**DOCUMENT EXCERPT**
_ _ _ _ _ _ _
Fwd: Re: Application duplication (was: Re: cdbakeoven)

Thomas Zander zander at planescape.com
Sat Apr 20 15:54:22 BST 2002


On Sat, Apr 20, 2002 at 03:14:20PM +0200, Guillaume Laurent wrote:
> On Saturday 20 April 2002 13:54, Marc Mutz wrote:
> >
> > Just because Windows dumbed down users to the point that they can't even
> > browse the web without a help wizard doesn't mean we should do the same.
> 
> As you say, users want to browse the web. Likewise, they want to burn CDs. 
> They don't want to choose between half a dozen of web browsers and CD 
> burners. It's all about performing tasks and solving problems, not programs.
> 
> > GUIs are not there to make dumbed down programs but to make programs easier
> > to learn
> 
> No, to render tasks easier to accomplish.
> 
> > Free software is also about choice.
> 
> And that's its curse. That everyone feels entitled to create yet another irc 
> client, window manager, mp3 player, etc... because "free software is about 
> choice". In some cases it's justified (like when you want good integration 
> with a platform), but in general it's just ego-driven, and all you get is a 
> bunch of half-finished programs.

I only half agree here; in practice the people that start a new application 
are just starting to look into programming and their program will die out soon
if its the nth application of its sort.
While I agree that that is a wast of time in the end; the difference you forget
to make is that for an end user that little experiment is useless; but for a 
programmer its a learning curve.
In the end there are lots of programmers that can not work together (yet)
with a bunch of others, they will never contribute to others software. I don't 
want those people working on KDE anyway since they get mad if you alter the
way their code works.

Most software is created by people that look into the subject quite different.
The best gains in programming have been with the acception of new programmers
into a project.
Looking at other projects there are gains in different levels of the whole; 
a different UI, a new feature I never thought of etc.

> Suppose you could buy a HiFi set with four different CD players, all with 
> different buttons and features. Even if it was at the same price as a 
> "normal" HiFi set, would you be interested ? 
Luckely the practice is that most look at the status-quo and copy the basic
stuff; so the buttons are doing the same thing, have the same labels.
The difference is that in my CD player I have features I have not seen in 
others; features I love and I hope others will copy.
Unfortunately in the hardware world that will not happen too soon; copyrights
and trademarks limit competition in that manner.

> Suppose you could replace the 
> steering wheel and pedals of your car by something totally different where 
> you'd steer with your feet and control the accelerator and brakes with your 
> hands. Would you do it ?
_ _ _ _ _ _ _
In the mailing-list message, which kinds of programs does Guillaume Laurent say everyone feels entitled to create yet another of?

**DATA PROVIDED**
_ _ _ _ _ _ _
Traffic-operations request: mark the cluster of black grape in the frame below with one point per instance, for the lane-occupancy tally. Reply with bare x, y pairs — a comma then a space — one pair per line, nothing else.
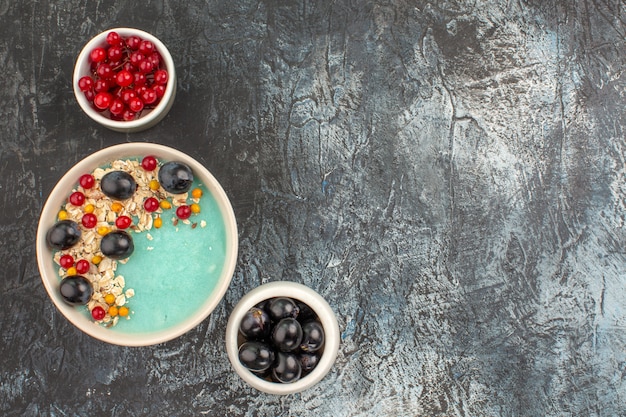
_ _ _ _ _ _ _
**REPLY**
An irc client, a window manager, and an mp3 player.